Copy out the entire listing precisely.
*** Begin section ***
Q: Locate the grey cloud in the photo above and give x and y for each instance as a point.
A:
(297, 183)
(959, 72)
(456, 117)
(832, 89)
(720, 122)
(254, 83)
*** End section ***
Answer space ::
Q: Locate the grey cloud in the photo above and give x and y for each instance as a point.
A:
(297, 183)
(959, 72)
(456, 117)
(832, 89)
(720, 122)
(254, 83)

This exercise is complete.